<<<<

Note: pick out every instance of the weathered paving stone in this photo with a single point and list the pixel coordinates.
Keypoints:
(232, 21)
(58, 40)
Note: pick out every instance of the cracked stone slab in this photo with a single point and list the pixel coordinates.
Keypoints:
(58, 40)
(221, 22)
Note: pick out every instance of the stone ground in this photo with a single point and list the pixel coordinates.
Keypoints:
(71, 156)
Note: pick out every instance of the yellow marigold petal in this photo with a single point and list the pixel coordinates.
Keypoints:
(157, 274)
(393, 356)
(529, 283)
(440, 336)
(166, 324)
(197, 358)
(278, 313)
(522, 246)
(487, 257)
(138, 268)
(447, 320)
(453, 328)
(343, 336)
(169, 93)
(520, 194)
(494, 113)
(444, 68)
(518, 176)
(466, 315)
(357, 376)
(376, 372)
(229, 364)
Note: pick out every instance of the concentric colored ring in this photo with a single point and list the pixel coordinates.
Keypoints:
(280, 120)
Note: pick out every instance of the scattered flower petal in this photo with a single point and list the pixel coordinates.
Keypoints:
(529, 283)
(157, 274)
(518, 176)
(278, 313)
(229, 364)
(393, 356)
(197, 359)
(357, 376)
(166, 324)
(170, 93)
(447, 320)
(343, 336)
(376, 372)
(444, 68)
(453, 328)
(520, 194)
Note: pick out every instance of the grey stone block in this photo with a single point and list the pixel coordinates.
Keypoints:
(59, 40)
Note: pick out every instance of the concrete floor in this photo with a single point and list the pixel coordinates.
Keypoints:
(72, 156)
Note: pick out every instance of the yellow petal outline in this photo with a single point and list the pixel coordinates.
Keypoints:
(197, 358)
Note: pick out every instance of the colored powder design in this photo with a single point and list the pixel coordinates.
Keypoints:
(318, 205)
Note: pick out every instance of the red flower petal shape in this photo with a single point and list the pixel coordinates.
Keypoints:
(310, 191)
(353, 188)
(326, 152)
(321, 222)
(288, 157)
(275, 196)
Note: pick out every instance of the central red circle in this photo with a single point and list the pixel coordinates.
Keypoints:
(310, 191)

>>>>

(YOUR GOAL): Reproduce the full block of data exactly, omitting nothing.

(TASK ANSWER):
Note: pick out every instance of the weathered paving stone in this photo with a single point and list the pixel coordinates.
Keypoints:
(232, 21)
(58, 40)
Note: pick out every instance of the cracked stone slab in this photo with a single point and list the pixel coordinates.
Keypoints:
(58, 40)
(221, 22)
Note: pick out every instance of the stone ground in this photo with a single point and list the pixel coordinates.
Keypoints:
(71, 156)
Note: pick out every instance of the yellow marigold petal in this photo with a single point and list the pixel coordinates.
Keypoints:
(157, 274)
(393, 356)
(529, 283)
(440, 336)
(166, 324)
(197, 358)
(278, 313)
(522, 246)
(487, 257)
(138, 268)
(447, 320)
(453, 328)
(343, 336)
(169, 93)
(520, 194)
(494, 113)
(444, 68)
(518, 176)
(466, 315)
(357, 376)
(376, 372)
(229, 364)
Note: pick out every instance of the concentric colored ring in this photo with a single point and list the pixel coordinates.
Keypoints:
(280, 120)
Note: pick out every instance of the scattered flower petal in this photo with a single point and list the pixel coordinates.
Keypoints:
(529, 283)
(157, 274)
(518, 176)
(278, 313)
(229, 364)
(393, 356)
(197, 359)
(357, 376)
(166, 324)
(170, 93)
(447, 320)
(343, 336)
(376, 372)
(444, 68)
(453, 328)
(520, 194)
Note: pick out every instance of the grey stone block in this photo with a single point and list the pixel coordinates.
Keypoints:
(59, 40)
Note: pick out every instance of the concrete floor in this photo with a single point and list the pixel coordinates.
Keypoints:
(72, 156)
Note: pick out every instance of the yellow petal outline in this photo with a single point and list the pixel coordinates.
Keypoints:
(197, 358)
Note: pick out every instance of the colored powder design in this photo with a single point and list the pixel coordinates.
Keypoints:
(318, 205)
Note: pick out every instance of the red flower petal shape in this photo with a single point and list the pixel coordinates.
Keypoints:
(310, 191)
(353, 188)
(326, 152)
(321, 222)
(288, 157)
(275, 196)
Note: pick out every instance of the central red circle in this photo with a single point and list the pixel coordinates.
Keypoints:
(310, 191)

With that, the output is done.